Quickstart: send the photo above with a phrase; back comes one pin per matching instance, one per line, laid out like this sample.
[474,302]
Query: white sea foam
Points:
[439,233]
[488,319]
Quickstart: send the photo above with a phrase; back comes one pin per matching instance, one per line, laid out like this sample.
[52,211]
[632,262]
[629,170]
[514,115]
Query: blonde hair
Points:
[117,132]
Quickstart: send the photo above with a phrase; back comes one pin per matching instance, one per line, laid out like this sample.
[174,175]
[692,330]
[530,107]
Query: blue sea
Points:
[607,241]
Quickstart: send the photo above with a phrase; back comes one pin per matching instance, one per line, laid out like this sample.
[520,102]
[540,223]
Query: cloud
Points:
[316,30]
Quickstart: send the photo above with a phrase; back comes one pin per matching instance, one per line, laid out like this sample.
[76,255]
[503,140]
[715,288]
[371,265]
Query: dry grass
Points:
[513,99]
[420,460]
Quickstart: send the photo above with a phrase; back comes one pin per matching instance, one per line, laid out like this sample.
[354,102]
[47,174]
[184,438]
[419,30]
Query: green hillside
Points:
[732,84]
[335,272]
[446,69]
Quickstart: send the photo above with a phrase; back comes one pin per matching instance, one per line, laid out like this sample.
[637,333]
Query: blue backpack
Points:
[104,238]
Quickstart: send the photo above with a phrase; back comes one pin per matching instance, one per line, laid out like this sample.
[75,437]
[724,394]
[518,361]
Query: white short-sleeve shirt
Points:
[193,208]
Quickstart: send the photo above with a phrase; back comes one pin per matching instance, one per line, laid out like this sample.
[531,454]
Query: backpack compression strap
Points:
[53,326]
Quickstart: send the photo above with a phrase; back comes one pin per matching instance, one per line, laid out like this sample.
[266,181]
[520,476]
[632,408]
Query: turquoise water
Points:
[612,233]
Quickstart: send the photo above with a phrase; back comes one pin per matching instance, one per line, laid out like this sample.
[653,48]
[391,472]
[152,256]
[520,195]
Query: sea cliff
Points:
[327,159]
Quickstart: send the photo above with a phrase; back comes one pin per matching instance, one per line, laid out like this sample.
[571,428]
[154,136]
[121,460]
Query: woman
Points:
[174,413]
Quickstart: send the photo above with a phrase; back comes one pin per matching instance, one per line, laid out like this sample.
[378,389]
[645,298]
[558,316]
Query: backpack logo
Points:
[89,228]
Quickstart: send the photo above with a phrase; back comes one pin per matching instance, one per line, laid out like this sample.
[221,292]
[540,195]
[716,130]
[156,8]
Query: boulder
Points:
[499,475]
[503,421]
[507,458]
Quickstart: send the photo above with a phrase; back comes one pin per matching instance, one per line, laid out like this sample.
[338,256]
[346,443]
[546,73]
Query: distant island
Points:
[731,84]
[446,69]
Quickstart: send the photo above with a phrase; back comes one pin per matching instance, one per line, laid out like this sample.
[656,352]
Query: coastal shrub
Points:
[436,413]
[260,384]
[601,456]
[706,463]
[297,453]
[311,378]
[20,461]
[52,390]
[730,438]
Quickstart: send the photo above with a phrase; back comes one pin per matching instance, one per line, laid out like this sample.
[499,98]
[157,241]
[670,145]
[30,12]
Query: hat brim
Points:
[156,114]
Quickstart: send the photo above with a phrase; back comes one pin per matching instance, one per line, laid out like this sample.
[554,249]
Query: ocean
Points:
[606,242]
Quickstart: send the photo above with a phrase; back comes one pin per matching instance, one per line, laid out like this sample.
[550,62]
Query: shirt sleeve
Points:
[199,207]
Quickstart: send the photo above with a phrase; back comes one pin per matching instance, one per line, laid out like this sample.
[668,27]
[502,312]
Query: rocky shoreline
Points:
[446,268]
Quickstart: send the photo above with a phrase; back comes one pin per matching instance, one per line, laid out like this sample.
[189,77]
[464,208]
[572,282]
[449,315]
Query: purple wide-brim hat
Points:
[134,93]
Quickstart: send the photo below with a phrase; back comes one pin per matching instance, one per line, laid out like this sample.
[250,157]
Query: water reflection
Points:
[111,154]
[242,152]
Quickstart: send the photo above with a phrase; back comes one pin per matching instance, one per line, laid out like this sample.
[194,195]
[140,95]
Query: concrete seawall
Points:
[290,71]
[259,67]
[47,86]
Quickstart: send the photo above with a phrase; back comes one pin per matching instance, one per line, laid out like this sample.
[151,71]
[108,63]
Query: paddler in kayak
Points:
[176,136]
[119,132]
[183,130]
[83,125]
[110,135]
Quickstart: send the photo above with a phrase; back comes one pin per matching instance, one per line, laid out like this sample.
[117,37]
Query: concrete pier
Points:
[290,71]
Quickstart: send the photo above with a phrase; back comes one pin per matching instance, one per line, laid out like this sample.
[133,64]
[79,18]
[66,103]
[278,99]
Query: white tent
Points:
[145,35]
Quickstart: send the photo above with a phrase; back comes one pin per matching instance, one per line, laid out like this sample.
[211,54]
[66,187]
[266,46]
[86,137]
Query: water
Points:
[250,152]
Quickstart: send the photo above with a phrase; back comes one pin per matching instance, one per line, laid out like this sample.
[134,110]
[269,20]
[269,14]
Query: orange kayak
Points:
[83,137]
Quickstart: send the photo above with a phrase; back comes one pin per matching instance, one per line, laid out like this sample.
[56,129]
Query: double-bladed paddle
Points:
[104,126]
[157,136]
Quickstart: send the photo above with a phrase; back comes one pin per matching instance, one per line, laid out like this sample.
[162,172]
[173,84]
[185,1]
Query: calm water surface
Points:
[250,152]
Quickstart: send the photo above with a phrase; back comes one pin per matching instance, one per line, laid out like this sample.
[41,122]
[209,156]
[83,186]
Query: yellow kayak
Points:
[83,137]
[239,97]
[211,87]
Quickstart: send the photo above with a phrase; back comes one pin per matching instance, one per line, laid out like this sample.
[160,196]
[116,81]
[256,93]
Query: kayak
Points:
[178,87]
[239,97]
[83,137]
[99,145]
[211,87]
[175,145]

-----

▶ [What is required]
Tally up the lines of the listing containing the word "concrete". Give only the total.

▶ [Task response]
2